*EJERCICIO PLANTEADO*
Responda a partir del fragmento seleccionado, marcando cada respuesta con la misma letra:
(a) ¿A quiénes se remonta la tradición de sabiduría sobre el buen vivir que el libro busca entrecruzar con la psicología?
(b) ¿De la obra de qué autor es deudor el título del libro?
(c) ¿Qué tres posiciones se mencionan al hablar de la literatura, la poesía y la ética de las que se sirve el autor?

Se propone este libro hacer concurrir y entrecruzar una psicología científica aplicada con la mejor tradición de sabiduría o filosofía moral sobre el buen vivir, la que se remonta a los griegos. En su veta de psicología, y en lo que dan de sí algo más de 200 páginas, presenta lo esencial del conocimiento sobre el saber vivir: su marco teórico, la psicología de los procesos básicos (de la percepción, emoción, motivación, afrontamiento, decisión, acción), de algunos trastornos (depresión, sobre todo), de la identidad personal y la madurez, del transcurso del tiempo a lo largo de la vida, del ciclo vital. En su veta ética, filosófica, sapiencial, trata de hacerse cargo de dos milenios y medio de sabiduría compleja sobre un buen vivir. Anudar ambas líneas en un cordel textual ha sido un reto, cuyo resultado habrán de juzgar los lectores y la crítica.

El título, deudor de una obra de Perec, y por ahí un guiño de que no ha de tomarse muy a la letra, podría dar a entender que se trata de un libro de autoayuda. Seguro que lo es en algún modo, para más de un lector, ojalá que para muchos. Pero no da recetas; deja muy abierto siempre el curso de la vida y de la acción, de las opciones alternativas en ella.

Con ironía hacia sus propias intenciones, el autor confesaría haber querido hacer –a años luz de distancia- lo que Cervantes hizo con los libros de caballería: en su caso, desmontar tópicos de la literatura barata sobre felicidad y optimismo. El libro se compromete en una apuesta decidida por la vida, por el buen vivir y el saber vivir, lejos de cualquier pesimismo sombrío. Pero lo hace sin simplismo, sin ocultar el lado dramático, a veces, trágico de la existencia. En el manejo de esas dos caras de una existencia que discurre entre los gozos y las sombras el autor se sirve de la literatura, la poesía, la ética, nada unívocas o simples, sino multipolares, repartidas en dispares posiciones: hedonista, eudemonista, estoica.

Prólogo

A la casa del pobre no llega el recién nacido con un pan bajo el brazo. A la casa del rico no hace falta que lo traiga. Ni uno ni otro traen el pan, pero tampoco un manual de instrucciones. A diferencia de todos los artefactos que hoy se adquieren, la vida no trae consigo un manual de manejo.

*INFORMACIÓN EXTRAÍDA*
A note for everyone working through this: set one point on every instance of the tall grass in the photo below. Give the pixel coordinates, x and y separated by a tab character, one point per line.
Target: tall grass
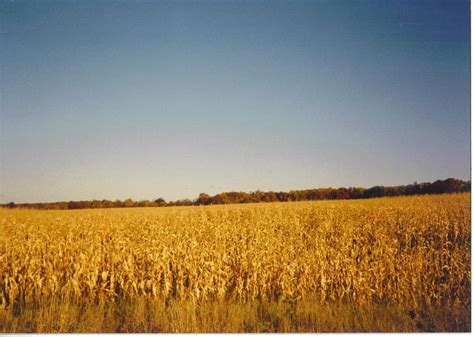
410	255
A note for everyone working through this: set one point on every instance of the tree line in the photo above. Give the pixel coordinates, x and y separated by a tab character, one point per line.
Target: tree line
449	185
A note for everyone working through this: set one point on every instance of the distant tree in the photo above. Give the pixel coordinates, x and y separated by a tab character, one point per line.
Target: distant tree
160	202
203	199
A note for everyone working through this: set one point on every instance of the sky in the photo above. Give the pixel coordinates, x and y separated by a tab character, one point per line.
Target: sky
148	99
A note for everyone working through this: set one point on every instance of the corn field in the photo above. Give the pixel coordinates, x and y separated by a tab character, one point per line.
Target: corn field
410	250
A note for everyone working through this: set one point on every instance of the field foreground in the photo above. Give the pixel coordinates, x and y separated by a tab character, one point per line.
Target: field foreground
391	264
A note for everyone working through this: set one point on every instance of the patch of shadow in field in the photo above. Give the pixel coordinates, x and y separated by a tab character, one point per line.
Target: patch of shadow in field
180	316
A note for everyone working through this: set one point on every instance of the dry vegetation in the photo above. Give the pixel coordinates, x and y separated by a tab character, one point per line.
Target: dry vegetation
391	264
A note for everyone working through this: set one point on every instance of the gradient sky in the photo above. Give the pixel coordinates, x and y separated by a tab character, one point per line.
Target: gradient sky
142	99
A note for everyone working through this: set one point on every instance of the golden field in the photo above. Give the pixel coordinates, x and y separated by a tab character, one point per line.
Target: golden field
389	264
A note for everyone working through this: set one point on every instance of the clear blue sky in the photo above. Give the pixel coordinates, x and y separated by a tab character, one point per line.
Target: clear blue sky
147	99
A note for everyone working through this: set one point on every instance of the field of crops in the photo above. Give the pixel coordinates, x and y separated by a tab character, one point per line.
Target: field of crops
390	264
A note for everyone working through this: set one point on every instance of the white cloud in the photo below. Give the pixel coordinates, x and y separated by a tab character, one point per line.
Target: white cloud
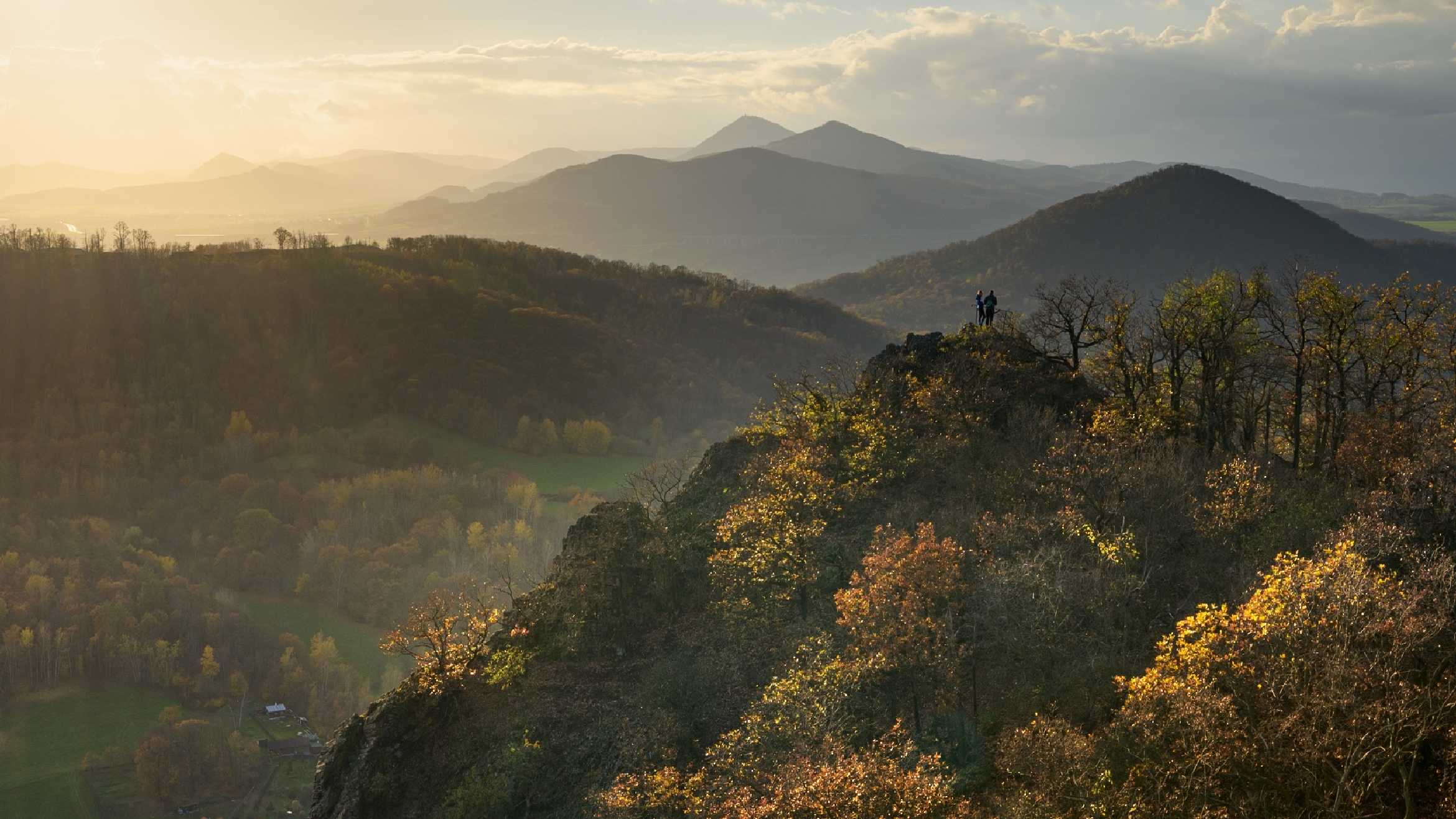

*RESPUESTA AL PROBLEMA*
(a) Se remonta a los griegos.
(b) Es deudor de una obra de Perec.
(c) Se mencionan las posiciones hedonista, eudemonista y estoica.